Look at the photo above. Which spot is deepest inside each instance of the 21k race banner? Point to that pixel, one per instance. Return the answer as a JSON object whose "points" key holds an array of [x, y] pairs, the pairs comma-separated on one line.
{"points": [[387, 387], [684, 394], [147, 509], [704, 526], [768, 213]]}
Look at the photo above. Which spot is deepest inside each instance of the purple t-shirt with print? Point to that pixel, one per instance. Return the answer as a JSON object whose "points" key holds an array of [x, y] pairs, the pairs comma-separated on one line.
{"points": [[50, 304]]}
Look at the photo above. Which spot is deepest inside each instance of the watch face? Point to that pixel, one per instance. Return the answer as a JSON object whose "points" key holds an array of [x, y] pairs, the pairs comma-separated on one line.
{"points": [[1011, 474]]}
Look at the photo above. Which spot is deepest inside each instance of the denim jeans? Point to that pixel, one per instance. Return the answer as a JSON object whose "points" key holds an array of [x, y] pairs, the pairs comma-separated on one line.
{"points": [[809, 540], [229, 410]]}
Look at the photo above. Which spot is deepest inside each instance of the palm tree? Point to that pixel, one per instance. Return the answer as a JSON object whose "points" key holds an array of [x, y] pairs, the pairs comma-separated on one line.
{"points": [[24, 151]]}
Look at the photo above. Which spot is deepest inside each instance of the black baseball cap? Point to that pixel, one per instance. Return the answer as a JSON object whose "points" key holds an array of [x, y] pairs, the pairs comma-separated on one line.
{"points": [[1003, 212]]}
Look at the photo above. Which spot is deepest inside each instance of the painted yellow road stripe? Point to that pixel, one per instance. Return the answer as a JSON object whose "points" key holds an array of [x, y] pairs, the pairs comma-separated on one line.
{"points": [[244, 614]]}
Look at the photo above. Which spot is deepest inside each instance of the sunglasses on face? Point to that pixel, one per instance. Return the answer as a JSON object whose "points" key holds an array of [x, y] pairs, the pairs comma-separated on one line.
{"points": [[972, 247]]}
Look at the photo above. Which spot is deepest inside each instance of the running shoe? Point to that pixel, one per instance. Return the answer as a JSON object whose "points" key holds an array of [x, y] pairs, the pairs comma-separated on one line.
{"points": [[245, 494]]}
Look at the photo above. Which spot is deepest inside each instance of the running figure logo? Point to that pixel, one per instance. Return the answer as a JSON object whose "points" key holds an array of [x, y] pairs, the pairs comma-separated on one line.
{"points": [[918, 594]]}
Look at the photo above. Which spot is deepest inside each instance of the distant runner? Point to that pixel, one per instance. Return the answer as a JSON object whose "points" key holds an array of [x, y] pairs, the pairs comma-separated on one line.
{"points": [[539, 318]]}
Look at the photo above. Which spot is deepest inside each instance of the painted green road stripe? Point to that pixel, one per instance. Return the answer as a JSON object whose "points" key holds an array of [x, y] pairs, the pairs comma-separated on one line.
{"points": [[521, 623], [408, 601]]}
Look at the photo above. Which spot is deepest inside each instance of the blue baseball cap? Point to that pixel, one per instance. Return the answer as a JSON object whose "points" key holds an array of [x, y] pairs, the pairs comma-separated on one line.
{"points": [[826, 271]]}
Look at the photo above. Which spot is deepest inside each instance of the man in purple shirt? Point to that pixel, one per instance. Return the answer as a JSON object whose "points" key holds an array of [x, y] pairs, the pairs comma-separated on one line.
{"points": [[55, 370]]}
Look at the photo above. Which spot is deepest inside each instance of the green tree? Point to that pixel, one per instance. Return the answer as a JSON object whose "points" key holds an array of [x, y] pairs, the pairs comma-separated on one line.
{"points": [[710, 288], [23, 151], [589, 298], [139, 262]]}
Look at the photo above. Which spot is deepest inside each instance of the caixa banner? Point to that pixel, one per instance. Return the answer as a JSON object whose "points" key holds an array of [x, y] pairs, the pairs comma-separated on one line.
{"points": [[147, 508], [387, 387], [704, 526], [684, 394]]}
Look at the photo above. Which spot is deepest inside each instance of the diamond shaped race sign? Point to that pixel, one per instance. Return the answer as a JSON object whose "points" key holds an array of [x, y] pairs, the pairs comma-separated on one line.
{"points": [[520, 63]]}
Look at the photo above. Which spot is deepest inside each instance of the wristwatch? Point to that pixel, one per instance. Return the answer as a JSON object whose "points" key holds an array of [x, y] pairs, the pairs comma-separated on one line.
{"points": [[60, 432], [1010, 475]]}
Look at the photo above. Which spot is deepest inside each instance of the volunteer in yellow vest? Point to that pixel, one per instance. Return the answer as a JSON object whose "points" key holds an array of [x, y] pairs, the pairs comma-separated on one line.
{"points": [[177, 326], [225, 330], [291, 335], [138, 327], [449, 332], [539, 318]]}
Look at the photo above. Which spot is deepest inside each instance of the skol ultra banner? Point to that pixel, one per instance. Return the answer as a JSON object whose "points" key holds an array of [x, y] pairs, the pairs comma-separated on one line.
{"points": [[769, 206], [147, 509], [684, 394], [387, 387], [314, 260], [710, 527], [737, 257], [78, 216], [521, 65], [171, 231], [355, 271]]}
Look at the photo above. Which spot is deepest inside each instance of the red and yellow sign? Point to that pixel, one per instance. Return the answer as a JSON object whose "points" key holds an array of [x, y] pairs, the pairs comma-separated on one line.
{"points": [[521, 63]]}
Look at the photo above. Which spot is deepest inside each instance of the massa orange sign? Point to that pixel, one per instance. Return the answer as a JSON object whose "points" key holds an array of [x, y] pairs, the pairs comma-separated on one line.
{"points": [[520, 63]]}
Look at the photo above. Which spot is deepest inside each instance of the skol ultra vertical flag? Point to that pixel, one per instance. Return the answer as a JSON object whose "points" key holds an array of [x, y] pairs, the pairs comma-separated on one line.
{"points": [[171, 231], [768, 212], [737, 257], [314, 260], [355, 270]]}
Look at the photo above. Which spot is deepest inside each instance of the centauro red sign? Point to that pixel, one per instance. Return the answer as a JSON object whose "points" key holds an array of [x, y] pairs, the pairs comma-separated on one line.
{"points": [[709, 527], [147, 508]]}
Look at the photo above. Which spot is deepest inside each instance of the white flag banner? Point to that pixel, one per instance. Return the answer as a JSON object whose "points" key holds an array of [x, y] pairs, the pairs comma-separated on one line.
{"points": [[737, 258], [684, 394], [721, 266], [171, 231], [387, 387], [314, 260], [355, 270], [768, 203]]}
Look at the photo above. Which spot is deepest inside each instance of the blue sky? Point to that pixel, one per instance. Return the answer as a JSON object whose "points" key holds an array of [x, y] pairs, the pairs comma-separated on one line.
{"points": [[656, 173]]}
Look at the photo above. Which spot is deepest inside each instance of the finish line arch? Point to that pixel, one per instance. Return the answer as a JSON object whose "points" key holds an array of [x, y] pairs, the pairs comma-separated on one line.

■ TASK INSTRUCTIONS: Please write out these records again, swapping "deepest inside" for "most central within" wherever it occurs and keeping everything else the same.

■ OUTPUT OF THE TASK:
Look at the photo above. Which spot is most central within each instance of the 21k race banner? Point to that pixel, one per instance. Return the answer as a JSON object whose "points" key holds an array of [x, y] pairs, the pairs comma-separated on one line.
{"points": [[387, 387], [684, 394], [147, 509], [704, 526], [768, 213]]}
Look at the photo above. Which spot is most central within each instance of the purple t-shirt with print? Point to that pixel, one per instance. Return the answer as a JSON object whose "points" key holds an array of [x, y] pairs, the pairs comma-separated on one line.
{"points": [[50, 304]]}
Look at the photo above. Which spot is most central within each instance of the watch face? Point to that pixel, one per instance. Return the answer as a JSON object whose "points" key holds an array of [x, y] pairs, the pairs comma-separated on one line.
{"points": [[1011, 474]]}
Look at the photo above. Which spot is most central within each instance of the denim jeans? Point to that pixel, one per instance. Return the answer as a JSON object whose "points" key holds an array of [x, y] pairs, the pairs comma-separated on one line.
{"points": [[809, 540], [229, 410]]}
Look at the photo above. Which spot is most central within each instance of the palm tree? Point to that pixel, one per instance. Return the answer as a JSON object whose "points" key holds an array of [x, y] pairs, the pairs comma-separated on one line.
{"points": [[24, 151]]}
Look at the photo above. Which spot is most central within each instance of the black baseball cap? Point to that pixel, one per instance. Return the answer as a JSON object whose "points" key holds an array of [x, y] pairs, the pairs comma-separated on one line.
{"points": [[1003, 212]]}
Look at the photo above. Which spot is most central within each instance of the painted yellow road stripe? Point to that pixel, one per instance. Return the answer as a JSON object whose "points" key holds an array of [x, y] pairs, the pairs comma-separated on one line.
{"points": [[244, 614]]}
Look at the photo above. Which spot is most central within each instance of the sunglasses on face? Point to that pixel, one per instance. Return the answer as a JSON object whose "points" key holds an array of [x, y] pairs, the pairs comma-separated on one line.
{"points": [[972, 247]]}
Look at the photo above. Which spot is most central within each instance of the running shoe? Point to that pixel, one per instance. Return the answer as a JSON object whose "points" key holds an array of [x, y] pairs, the pairs comma-separated on one line.
{"points": [[245, 494]]}
Look at the photo above. Which spot is most central within each instance of the running figure logo? Point to that pixel, one per instance. Return the answer as a JSON object whose "points" key holds an array of [x, y] pairs, the pairs comma-separated on one line.
{"points": [[918, 594]]}
Look at the photo above. Which spot is most central within each instance of the distant runner? Point to that pixel, one per instance. Return the answer as a JSON object whose "points" key holds an array of [x, y] pairs, the pairs comma-separated on one line.
{"points": [[539, 318]]}
Look at the photo above. Which spot is most central within each instance of the painted green road stripe? Point to that pixel, one per instance. Return the answer as a JSON object whose "points" key holds an array of [x, y] pairs, the pairs comma-separated on one line.
{"points": [[521, 623], [408, 601]]}
Look at the photo above. Which spot is most central within each instance of the blue baseball cap? Point to that pixel, one per instance. Return the answer as a JSON object whose "points" key holds an array of [x, y] pairs, the pairs comma-separated on one line.
{"points": [[826, 271]]}
Look at the photo above. Which spot is most central within each instance of the man in purple shirt? Point to that pixel, one per instance. Return the answer as a JSON object whose "points" key holds an array of [x, y] pairs, the pairs comma-separated on one line.
{"points": [[55, 370]]}
Look at the photo above. Which spot is most central within each instance of the green tree? Point to that pixel, one per instance. Return the answer as a JSON object whose "points" key holds an array of [x, y] pairs, the pairs comma-separated on one line.
{"points": [[710, 288], [23, 151], [589, 298], [139, 262]]}
Look at the photo above. Which spot is most central within each instance of the caixa banner? Point to that pixel, one per instance. Return the answer as a JSON object whose "points" key holds an array of [x, y] pairs, the pairs comma-separated on one line.
{"points": [[147, 508], [387, 387], [704, 526], [684, 394]]}
Look at the photo above. Which spot is most central within each instance of the diamond shaped race sign? Point to that pixel, one per instance. Return the answer as a JSON object whose "points" key holds an array of [x, y] pairs, the pairs comma-separated on one line.
{"points": [[520, 63]]}
Look at the photo above. Which spot is most central within each instance of the wristwatch? Point to that pixel, one per instance. Return the answer as a JSON object whose "points" key holds an array of [x, y] pairs, the pairs comma-separated on one line.
{"points": [[60, 432], [1010, 475]]}
Look at the photo above. Which spot is most central within each instance of the volunteer in yellow vest? Point to that pixel, one per instance. Return the answer as a JSON object whose "points" key holds an array of [x, y] pairs, the pairs comma-separated on one line.
{"points": [[177, 326], [225, 330], [291, 335], [138, 327], [449, 332], [539, 318]]}
Look at the photo above. Which spot is most central within each instance of the skol ultra banner? Point to that pixel, one per instance. Return the answer as a JSON object whose "points" key holds an array of [x, y] pairs, the pairs comma-separated on one line.
{"points": [[769, 206], [147, 509], [684, 394], [387, 387], [314, 260], [710, 527], [737, 257], [78, 216], [521, 65], [171, 231], [355, 271]]}
Look at the photo above. Which spot is most central within each instance of the red and yellow sign? Point to that pixel, one per instance. Return the answer as a JSON object whose "points" key holds an array of [x, y] pairs, the pairs comma-separated on one line.
{"points": [[521, 63]]}
Look at the photo above. Which spot is most central within each instance of the massa orange sign? Point to that pixel, one per instance. Return the answer as a JSON object whose "points" key holds an array of [x, y] pairs, the pairs comma-separated on one line.
{"points": [[520, 63]]}
Look at the photo above. Which spot is most central within each instance of the skol ultra vertical flag? Point to that pixel, one per instance. Return the answer as a JSON object whose "points" key holds an array of [x, y] pairs, the pairs comma-separated on one line.
{"points": [[171, 231], [768, 212], [737, 257], [314, 260], [355, 270]]}
Look at the photo above. Which spot is most central within each instance of the centauro red sign? Point to that pixel, one per instance. Return the answer as a JSON object whose "points" key holds an array of [x, y] pairs, the pairs comma-separated on one line.
{"points": [[709, 527], [147, 508]]}
Look at the photo above. Which spot is most central within each instance of the white flag banner? Point to that pixel, one per instance. Return the answer as a JSON object whose "points" key holds an array of [x, y] pairs, the pairs comma-separated on one line.
{"points": [[737, 258], [684, 394], [721, 266], [171, 231], [387, 387], [314, 260], [355, 270], [768, 203]]}
Look at the photo above. Which spot is most central within each instance of the blue sky? Point to that pixel, one per instance. Return the answer as a JSON object whose "points" key holds an array of [x, y] pairs, the pairs comma-separated on one line.
{"points": [[656, 173]]}
Look at the photo above. Which spot is most central within each instance of the finish line arch? Point to that pixel, one per instance. Return the answer as a JSON object whose "points" key holds an array of [x, y] pairs, the pairs comma-separated on one line.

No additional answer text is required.